▶ **Extrait du document**:
"""

Transparency International France et la Fondation Sciences citoyennes lancent une série de débats avec la société civile afin d'amender notre législation.
Quatre colloques sont prévus en 2015 dont le premier se tiendra à l'Assemblée nationale le 4 février 2015.
Inscription jusqu'au 27 janvier :
Tél. : 01 43 14 73 65 ou colloque0402@sciencescitoyennes.org
ANDRÉ CICOLELLA, LE PRÉCURSEUR
André Cicolella, chimiste, travaille depuis 1971 à l'Institut national de recherche et de sécurité pour la prévention des accidents du travail et des maladies professionnelles (INRS). Il s'y penche sur les effets des éthers de glycol présents dans les cosmétiques, les peintures, les nettoyants ménagers et certains médicaments.
En 1994, alerte la communauté scientifique sur les effets toxiques pour l'homme de ces solvants. Cette responsabilité de lanceur d'alerte lui vaut d'être licencié pour insubordination. En 2000, la Cour de cassation reconnait le caractère abusif de son licenciement et publie un arrêt dans lequel est reconnue « l’indépendance due aux professionnels de la santé ». C'est la première jurisprudence de la Cour sur la protection des lanceurs d’alerte.

"""

▶ **Entrées de données**:
"""

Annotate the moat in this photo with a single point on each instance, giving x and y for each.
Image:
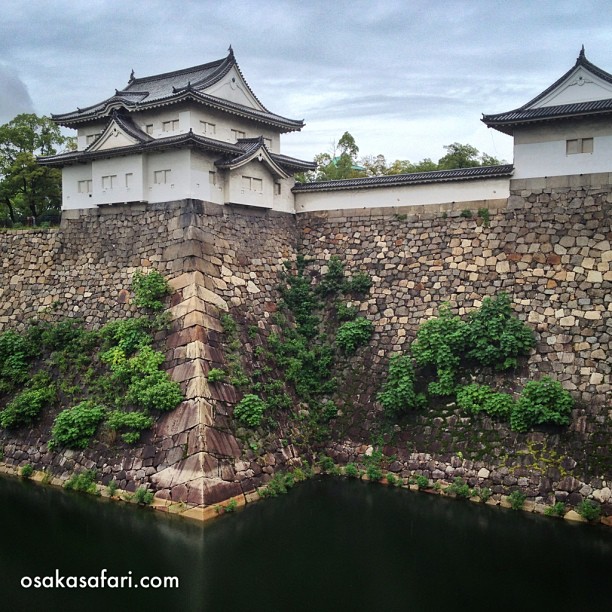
(327, 545)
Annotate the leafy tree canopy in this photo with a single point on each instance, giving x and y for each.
(342, 162)
(26, 188)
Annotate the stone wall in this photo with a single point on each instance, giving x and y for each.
(215, 258)
(550, 249)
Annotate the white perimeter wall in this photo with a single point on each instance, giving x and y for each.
(405, 195)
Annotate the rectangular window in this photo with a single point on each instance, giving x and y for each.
(109, 181)
(251, 183)
(170, 126)
(578, 145)
(207, 128)
(85, 186)
(161, 177)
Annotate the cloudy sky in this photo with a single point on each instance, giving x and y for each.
(403, 77)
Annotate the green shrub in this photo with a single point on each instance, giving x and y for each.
(278, 485)
(16, 351)
(517, 500)
(327, 465)
(460, 488)
(589, 510)
(392, 479)
(215, 375)
(351, 470)
(112, 488)
(135, 422)
(422, 482)
(129, 335)
(250, 409)
(541, 402)
(74, 427)
(476, 398)
(398, 393)
(143, 496)
(557, 509)
(150, 290)
(154, 392)
(374, 472)
(353, 334)
(85, 482)
(440, 343)
(26, 407)
(484, 494)
(494, 336)
(344, 312)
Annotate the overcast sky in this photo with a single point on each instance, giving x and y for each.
(404, 77)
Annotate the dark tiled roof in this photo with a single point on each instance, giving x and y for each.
(171, 87)
(504, 122)
(437, 176)
(230, 152)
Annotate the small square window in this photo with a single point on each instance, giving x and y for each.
(109, 181)
(578, 145)
(161, 177)
(170, 126)
(85, 186)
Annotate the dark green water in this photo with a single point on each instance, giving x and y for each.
(328, 545)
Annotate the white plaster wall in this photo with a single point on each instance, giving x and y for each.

"""

▶ **Consigne 1**:
D'après l'extrait, en quelle année la Cour de cassation a-t-elle reconnu le caractère abusif du licenciement d'André Cicolella ?
▶ **Consigne 2**:
Recopiez tout le passage de l'extrait, depuis « Inscription jusqu'au 27 » jusqu'à « et certains médicaments. » inclus.
Les enregistrements n'ont aucun lien avec l'extrait.

▶ **Réponse 1**:
En 2000.

▶ **Réponse 2**:
Inscription jusqu'au 27 janvier :
Tél. : 01 43 14 73 65 ou colloque0402@sciencescitoyennes.org
ANDRÉ CICOLELLA, LE PRÉCURSEUR
André Cicolella, chimiste, travaille depuis 1971 à l'Institut national de recherche et de sécurité pour la prévention des accidents du travail et des maladies professionnelles (INRS). Il s'y penche sur les effets des éthers de glycol présents dans les cosmétiques, les peintures, les nettoyants ménagers et certains médicaments.